### WRITTEN INSTRUCTION:
Locate "In this picture, where can the distant" in the listing below, then output the line holding it and every line after it, exactly and with nothing else.

>> START RECORDS FOR THE EXERCISE

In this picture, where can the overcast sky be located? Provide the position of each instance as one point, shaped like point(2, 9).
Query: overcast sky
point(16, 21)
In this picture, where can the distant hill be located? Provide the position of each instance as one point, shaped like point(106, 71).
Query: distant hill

>> END RECORDS FOR THE EXERCISE

### COMPLETED EXERCISE:
In this picture, where can the distant hill be located? Provide the position of each instance as one point, shaped like point(106, 71).
Query: distant hill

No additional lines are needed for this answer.